* Texte cité *
= = = = =

C’est donc comme cela qu’elle est arrivée au LESIA en octobre 2004, juste en coïncidence avec le début de la mission Cassini. Une thèse qui démarre sur les chapeaux de roues puisqu’elle est directement intégrée dans l’équipe CIRS (Composite Infra Red Spectrometer), le spectromètre infrarouge thermique de la sonde Cassini, dont elle va analyser les premières données pour en déduire les profils d’abondance des molécules et de température dans la moyenne atmosphère de Titan.
Comble de chance, dès son arrivée, elle part pour les États-Unis assister à un meeting international, le DPS (Division for Planetary Science), puis, dans la foulée, participe au meeting international de l’équipe CIRS en lien avec le démarrage de la mission. Commence alors une phase de recherche passionnante puisque tout est à faire, à découvrir, un enthousiasme dans les équipes, dans les colloques qui font le plein et que l’on sent dans la voix de Sandrine.
Tout de suite dans le bain, elle rencontre l’ensemble des collaborateurs avec lesquels elle va interagir et collaborer pendant de nombreuses années, jusqu’à la fin de la mission en 2017. Ensemble, ils vont former une grande famille, ce collectif qu’elle aime tant. Au point qu’à la fin de la mission, la séparation sera difficile. Comme toujours, modeste, elle souligne les apports et les champs d’investigation des membres de l’équipe : les hydrocarbures pour les Français, les nitriles pour les Anglais, la température pour les Américains. Les interactions surtout qui permettent d’obtenir de beaux résultats et des publications.
De gauche à droite : Darell Strobel, Régis Courtin, Bruno Bézard, Athéna Coustenis, Sandrine Guerlet, Sandrine Vinatier, Melody Sylvestre, Thierry Fouchet, Daniel Gautier et Emmanuel Lellouch.
Crédit photo : Sylvain Cnudde, LESIA - Observatoire de Paris-PSL.

= = = = =

* Contenu des données *
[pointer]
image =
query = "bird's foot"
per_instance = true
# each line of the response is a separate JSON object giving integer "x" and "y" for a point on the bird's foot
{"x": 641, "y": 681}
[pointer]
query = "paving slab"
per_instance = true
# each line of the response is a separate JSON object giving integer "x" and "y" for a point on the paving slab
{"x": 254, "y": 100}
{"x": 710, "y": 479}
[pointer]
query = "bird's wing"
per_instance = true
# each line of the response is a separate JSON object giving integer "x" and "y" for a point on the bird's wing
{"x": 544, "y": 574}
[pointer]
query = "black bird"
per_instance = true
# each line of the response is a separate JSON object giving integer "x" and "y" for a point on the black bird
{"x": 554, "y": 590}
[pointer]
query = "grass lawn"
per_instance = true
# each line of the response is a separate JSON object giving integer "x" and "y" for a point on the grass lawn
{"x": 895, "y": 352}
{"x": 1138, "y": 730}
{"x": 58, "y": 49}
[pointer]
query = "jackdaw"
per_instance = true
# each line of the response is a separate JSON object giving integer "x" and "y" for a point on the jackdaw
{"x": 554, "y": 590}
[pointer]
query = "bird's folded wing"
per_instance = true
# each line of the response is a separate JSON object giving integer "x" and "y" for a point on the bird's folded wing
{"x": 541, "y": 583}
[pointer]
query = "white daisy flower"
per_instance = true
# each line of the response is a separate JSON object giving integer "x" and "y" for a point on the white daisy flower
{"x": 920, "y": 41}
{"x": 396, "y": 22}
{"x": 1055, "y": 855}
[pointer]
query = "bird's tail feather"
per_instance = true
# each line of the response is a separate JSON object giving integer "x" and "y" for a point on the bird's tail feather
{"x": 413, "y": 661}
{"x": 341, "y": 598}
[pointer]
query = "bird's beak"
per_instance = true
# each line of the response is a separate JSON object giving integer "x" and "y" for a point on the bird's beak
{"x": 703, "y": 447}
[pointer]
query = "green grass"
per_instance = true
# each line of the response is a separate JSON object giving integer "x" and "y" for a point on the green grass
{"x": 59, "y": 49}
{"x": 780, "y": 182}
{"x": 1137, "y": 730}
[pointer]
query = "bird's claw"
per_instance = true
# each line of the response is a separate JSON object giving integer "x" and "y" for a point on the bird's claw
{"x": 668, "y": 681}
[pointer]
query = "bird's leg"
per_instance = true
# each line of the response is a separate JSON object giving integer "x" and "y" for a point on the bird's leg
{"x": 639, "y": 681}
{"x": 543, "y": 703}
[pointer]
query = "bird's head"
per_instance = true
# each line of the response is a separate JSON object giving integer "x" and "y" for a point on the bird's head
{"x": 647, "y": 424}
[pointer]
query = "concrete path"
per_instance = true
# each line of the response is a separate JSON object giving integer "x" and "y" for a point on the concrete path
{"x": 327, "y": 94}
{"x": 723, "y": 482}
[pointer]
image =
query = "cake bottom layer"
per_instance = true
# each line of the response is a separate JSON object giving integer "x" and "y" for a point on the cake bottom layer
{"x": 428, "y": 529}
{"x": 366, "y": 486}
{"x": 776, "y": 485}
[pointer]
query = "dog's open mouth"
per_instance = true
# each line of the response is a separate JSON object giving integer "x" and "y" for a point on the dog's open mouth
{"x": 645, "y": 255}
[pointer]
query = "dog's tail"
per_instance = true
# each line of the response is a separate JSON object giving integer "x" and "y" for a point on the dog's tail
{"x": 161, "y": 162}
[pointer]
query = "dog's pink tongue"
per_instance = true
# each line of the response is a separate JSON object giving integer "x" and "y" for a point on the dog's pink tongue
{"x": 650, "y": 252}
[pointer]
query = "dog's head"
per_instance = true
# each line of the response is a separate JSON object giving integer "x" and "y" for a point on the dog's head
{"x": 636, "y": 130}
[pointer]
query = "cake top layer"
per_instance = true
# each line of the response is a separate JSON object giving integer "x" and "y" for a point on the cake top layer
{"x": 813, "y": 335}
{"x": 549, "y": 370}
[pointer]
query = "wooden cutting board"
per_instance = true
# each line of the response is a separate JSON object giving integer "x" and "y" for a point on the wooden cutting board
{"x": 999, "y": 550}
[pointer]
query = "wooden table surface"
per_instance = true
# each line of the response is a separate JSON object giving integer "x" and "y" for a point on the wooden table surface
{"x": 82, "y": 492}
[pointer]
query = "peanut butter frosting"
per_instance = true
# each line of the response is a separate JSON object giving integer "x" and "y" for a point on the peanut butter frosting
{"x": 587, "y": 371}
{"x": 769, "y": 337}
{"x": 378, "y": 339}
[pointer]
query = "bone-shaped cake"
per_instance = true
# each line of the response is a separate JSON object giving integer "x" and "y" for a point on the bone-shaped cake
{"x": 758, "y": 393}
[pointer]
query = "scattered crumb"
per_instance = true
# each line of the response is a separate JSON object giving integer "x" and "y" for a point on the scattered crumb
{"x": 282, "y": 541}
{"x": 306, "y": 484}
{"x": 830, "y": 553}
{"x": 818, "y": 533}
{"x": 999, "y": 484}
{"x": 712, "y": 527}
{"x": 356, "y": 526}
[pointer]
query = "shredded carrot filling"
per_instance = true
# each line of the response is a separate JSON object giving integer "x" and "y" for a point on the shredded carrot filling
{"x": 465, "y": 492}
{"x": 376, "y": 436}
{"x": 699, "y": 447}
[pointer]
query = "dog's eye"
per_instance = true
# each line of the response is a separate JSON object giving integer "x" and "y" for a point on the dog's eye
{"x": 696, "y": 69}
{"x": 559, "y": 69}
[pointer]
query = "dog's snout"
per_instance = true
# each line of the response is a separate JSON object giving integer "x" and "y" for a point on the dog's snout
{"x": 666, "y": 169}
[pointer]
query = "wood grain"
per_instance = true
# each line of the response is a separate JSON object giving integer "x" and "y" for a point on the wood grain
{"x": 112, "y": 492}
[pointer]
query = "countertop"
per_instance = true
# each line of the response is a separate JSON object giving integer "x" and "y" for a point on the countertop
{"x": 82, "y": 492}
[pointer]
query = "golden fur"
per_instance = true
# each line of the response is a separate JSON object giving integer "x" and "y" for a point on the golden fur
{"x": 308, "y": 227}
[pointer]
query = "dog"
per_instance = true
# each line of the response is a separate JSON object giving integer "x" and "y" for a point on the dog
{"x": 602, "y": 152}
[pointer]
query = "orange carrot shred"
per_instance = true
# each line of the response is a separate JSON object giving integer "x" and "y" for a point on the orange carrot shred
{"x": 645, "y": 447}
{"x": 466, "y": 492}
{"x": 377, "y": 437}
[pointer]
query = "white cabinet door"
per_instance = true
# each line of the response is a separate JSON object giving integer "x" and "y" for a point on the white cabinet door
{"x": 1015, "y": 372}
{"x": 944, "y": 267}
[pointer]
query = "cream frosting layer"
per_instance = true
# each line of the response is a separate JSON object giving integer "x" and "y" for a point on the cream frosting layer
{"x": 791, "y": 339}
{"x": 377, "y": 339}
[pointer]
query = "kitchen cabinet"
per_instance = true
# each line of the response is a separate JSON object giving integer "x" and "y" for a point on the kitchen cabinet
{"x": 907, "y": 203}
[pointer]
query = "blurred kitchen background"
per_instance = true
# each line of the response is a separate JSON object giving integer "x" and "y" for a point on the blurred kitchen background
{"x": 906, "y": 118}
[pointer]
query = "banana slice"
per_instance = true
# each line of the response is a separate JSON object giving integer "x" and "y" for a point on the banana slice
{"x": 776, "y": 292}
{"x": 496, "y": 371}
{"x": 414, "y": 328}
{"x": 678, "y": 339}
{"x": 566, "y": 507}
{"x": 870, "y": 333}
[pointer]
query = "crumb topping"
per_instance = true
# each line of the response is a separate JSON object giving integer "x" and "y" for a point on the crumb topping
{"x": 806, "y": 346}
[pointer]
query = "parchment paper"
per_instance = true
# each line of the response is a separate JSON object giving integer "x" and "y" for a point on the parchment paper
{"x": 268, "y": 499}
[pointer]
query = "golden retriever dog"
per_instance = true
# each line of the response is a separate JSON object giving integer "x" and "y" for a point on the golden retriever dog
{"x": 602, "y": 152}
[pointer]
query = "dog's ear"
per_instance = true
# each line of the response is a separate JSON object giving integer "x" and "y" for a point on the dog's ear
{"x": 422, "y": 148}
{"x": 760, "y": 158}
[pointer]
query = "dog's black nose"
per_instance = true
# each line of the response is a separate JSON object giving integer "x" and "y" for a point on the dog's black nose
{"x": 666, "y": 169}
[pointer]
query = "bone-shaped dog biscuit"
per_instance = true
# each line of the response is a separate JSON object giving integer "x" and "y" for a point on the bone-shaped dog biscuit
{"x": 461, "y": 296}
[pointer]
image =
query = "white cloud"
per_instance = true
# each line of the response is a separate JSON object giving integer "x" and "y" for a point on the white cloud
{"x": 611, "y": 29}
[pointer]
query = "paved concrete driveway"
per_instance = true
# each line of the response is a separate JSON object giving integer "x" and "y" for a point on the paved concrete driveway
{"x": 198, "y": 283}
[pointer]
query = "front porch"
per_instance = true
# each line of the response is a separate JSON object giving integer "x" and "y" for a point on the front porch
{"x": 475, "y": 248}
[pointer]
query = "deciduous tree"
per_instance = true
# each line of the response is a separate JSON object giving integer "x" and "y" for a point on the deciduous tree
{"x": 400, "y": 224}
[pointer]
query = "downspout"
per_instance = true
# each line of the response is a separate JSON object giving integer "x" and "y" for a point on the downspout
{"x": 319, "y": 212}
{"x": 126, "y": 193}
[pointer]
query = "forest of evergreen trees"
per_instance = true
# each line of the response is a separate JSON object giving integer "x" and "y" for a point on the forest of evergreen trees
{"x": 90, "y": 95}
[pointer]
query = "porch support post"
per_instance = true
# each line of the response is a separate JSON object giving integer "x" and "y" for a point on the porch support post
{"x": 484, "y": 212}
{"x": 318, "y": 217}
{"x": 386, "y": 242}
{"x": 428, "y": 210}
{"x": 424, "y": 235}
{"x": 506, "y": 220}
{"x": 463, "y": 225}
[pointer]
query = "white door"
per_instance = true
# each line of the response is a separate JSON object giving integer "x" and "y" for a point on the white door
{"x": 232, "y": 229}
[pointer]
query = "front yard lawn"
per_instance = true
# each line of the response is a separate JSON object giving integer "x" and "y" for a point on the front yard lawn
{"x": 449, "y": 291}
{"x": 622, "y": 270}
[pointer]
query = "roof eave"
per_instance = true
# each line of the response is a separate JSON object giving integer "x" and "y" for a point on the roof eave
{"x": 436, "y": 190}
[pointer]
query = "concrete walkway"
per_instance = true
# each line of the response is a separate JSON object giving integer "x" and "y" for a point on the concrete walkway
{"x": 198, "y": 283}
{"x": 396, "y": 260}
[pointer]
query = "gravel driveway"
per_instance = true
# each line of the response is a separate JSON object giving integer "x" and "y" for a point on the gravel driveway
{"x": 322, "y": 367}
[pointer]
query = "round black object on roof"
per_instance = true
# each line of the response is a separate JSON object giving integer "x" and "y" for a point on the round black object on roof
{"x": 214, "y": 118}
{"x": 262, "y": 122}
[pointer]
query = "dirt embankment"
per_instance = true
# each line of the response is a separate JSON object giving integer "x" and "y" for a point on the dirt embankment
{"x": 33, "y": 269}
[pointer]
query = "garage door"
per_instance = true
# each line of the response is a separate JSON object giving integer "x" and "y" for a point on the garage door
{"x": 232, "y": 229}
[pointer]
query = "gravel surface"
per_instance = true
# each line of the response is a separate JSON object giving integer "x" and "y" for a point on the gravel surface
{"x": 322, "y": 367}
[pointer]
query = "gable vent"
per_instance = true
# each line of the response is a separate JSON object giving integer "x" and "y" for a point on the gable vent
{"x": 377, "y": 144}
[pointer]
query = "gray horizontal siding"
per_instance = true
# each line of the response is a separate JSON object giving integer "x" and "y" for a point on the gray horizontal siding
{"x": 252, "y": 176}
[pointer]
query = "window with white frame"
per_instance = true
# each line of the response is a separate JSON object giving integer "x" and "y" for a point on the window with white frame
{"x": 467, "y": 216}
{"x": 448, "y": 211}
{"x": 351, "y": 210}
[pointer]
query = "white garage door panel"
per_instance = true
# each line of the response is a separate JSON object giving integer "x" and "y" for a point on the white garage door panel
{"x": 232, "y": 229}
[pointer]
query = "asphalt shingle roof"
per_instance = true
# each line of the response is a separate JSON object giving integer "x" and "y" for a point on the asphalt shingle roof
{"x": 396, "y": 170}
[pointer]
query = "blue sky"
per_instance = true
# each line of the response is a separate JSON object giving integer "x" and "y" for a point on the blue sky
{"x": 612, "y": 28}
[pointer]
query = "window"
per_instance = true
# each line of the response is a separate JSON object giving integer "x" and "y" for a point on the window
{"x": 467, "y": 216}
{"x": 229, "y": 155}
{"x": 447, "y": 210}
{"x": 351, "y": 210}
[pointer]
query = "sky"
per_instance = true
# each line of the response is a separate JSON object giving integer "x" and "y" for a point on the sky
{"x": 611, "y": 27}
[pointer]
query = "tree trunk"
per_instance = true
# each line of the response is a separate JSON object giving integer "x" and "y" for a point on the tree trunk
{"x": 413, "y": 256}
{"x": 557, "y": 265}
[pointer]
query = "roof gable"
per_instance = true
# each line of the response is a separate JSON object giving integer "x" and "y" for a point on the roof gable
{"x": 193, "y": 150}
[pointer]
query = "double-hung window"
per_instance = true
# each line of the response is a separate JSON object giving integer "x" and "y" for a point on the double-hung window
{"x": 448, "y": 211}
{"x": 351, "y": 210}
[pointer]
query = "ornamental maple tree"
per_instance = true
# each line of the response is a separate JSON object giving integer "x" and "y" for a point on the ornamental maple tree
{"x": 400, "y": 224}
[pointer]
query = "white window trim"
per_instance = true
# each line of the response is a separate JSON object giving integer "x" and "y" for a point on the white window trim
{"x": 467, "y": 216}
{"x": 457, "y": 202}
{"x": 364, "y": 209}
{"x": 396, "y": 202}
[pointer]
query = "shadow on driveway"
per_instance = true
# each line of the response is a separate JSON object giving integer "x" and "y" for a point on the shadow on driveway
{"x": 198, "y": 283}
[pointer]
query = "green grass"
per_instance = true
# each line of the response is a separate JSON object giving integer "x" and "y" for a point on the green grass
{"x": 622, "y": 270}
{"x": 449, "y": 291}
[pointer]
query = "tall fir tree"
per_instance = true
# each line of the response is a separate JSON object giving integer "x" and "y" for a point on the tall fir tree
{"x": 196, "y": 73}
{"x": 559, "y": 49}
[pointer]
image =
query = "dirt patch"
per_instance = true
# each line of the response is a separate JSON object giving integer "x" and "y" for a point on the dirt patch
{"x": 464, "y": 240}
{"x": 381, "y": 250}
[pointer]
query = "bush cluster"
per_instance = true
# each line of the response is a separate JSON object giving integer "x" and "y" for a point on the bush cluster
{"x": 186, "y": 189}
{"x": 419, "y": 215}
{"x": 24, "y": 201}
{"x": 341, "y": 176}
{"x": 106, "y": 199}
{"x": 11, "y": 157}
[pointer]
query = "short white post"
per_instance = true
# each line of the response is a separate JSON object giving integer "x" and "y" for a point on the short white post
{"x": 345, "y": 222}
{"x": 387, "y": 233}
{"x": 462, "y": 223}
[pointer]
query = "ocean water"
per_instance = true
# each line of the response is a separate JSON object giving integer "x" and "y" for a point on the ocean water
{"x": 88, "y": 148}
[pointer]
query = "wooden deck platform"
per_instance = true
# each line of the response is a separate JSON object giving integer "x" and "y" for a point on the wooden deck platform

= = = = =

* Énoncé *
Rédigez la suite du texte cité sur la thèse de Sandrine et la mission Cassini. Les données ne jouent aucun rôle ici.

* Résultat *
Elle obtient sa thèse en octobre 2007. Elle souhaite alors explorer le domaine de la modélisation de l’atmosphère de Titan qui ne lui est pas encore familier et, pour ce faire, elle retourne au LMD pour un post-doc de deux ans financé par une bourse CNES. En 2009, au terme de ce post-doc, elle candidate à deux bourses, une à l’ESA, l’autre à la NASA. Elle les obtient toutes les deux mais porte son choix sur la NASA qui lui semble une opportunité plus intéressante car elle va travailler au NASA Goddard Space Flight Center, près de Washington, dans l’équipe PI (Principal Investigator) de l’instrument CIRS dont elle souhaite approfondir sa connaissance tout en étudiant les changements saisonniers de l’atmosphère de Titan. Un terrain à défricher qui est rendu possible grâce à la prolongation de la mission Cassini.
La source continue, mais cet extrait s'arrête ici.